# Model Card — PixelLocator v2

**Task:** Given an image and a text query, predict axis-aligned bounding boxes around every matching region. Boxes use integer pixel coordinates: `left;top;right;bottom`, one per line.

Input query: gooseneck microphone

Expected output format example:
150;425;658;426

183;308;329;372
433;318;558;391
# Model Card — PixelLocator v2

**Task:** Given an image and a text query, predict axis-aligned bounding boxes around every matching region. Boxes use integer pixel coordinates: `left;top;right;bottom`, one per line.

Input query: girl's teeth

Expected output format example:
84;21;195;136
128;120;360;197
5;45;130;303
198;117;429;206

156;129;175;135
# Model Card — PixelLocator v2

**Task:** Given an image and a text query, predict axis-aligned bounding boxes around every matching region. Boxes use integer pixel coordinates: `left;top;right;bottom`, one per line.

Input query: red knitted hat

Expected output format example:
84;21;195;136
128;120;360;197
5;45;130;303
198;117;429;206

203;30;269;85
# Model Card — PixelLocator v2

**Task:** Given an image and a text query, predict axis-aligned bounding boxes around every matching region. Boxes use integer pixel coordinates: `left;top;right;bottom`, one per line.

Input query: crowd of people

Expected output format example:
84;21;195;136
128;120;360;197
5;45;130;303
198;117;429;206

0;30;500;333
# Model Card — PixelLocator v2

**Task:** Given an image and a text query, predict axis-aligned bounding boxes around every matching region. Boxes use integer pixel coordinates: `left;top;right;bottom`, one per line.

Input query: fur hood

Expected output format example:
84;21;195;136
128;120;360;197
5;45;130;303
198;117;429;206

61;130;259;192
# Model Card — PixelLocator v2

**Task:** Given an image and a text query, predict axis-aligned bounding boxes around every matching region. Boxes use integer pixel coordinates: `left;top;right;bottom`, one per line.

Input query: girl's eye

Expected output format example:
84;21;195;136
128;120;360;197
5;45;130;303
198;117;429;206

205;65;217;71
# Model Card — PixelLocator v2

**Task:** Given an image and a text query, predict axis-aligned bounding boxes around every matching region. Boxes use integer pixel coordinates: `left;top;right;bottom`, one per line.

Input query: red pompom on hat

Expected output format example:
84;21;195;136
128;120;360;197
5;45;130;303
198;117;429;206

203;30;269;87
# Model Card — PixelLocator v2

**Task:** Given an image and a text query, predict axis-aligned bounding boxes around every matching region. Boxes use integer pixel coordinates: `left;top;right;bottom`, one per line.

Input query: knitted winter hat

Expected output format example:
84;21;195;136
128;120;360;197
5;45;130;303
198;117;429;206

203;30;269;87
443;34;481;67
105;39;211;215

• WRITTEN EXERCISE: Arrange every line of the listing above as a numbered list, leaving out the blank lines.

• PROBLEM SOLUTION:
1. # Model Card — PixelLocator v2
2. **Task:** Given an image and a text query, predict axis-aligned bounding boxes around every matching region. Boxes use integer pixel coordinates: `left;top;right;bottom`, one per line.
3. Input query: gooseneck microphone
4. Expected output format example:
5. 150;425;658;426
6. 183;308;329;372
7. 433;318;558;391
8. # Model Card — PixelLocator v2
9. **Task:** Given an image and a text query, predict axis-aligned bounding boxes around every matching region. Boxes use integer pixel coordinates: `left;top;right;bottom`, one per line.
10. Input query: girl's teeth
11. Expected output format example:
12. 84;21;195;136
13. 128;120;360;197
14. 5;45;130;303
15. 198;117;429;206
16. 156;129;175;135
17. # Model Card — PixelLocator v2
18. **Task:** Given an image and a text query, predict axis-aligned bounding boxes around every matching region. Boxes use integer pixel coordinates: `left;top;right;bottom`, one per line.
19. Input query: red knitted hat
20. Expected output format example:
21. 84;21;195;136
22. 128;120;360;197
23. 5;45;130;303
24. 198;117;429;206
25. 203;30;269;85
26. # Model Card — PixelLocator v2
27. **Task:** Given an image and a text query, predict axis-aligned bounding boxes around every matching region. Boxes use integer pixel coordinates: `left;top;right;bottom`, one per line.
28. Input query: crowd of people
29. Expected output format example:
30. 84;21;195;136
31. 128;120;360;197
32. 5;45;130;303
33. 198;117;429;206
34. 0;30;500;333
35. # Model Card — PixelLocator v2
36. **Task:** Given an image and a text query, predict axis-aligned bounding boxes around every matching region. Boxes use integer pixel coordinates: `left;top;right;bottom`, one per line.
37. Input query: fur hood
38. Expected output format example:
39. 84;21;195;136
40. 128;120;360;197
41. 5;45;130;303
42. 198;117;429;206
43. 61;130;259;192
44. # Model Card — PixelLocator v2
45. **Task:** Given an image and a text query, predict axis-aligned bounding boxes around every matching region. Boxes use integer pixel coordinates: `left;top;right;bottom`, one per line.
46. Input query: girl's eye
47. Expected output format example:
48. 84;21;195;136
49. 128;120;360;197
50. 5;45;130;303
51. 198;117;429;206
52. 205;65;217;71
53. # Model Card — PixelLocator v2
54. **Task:** Given an image and a text query, predict axis-aligned bounding boxes around every matching region. Boxes use integer pixel coordinates: `left;top;right;bottom`, one per line.
55. Input query: red pompom on hat
56. Expected output format example:
57. 84;21;195;136
58. 128;120;360;197
59. 5;45;130;303
60. 198;117;429;206
61. 203;30;269;87
62. # Model Card — PixelLocator v2
63. **Task:** Given an image and a text query, predict axis-aligned bounding boxes around every matching region. Boxes use integer pixel coordinates: `left;top;right;bottom`, one per line.
64. Input query: knitted winter hat
65. Expected output format example:
66. 84;21;195;136
67. 128;120;360;197
68. 5;45;130;303
69. 198;117;429;206
70. 203;30;269;87
71. 443;34;481;67
72. 105;39;211;215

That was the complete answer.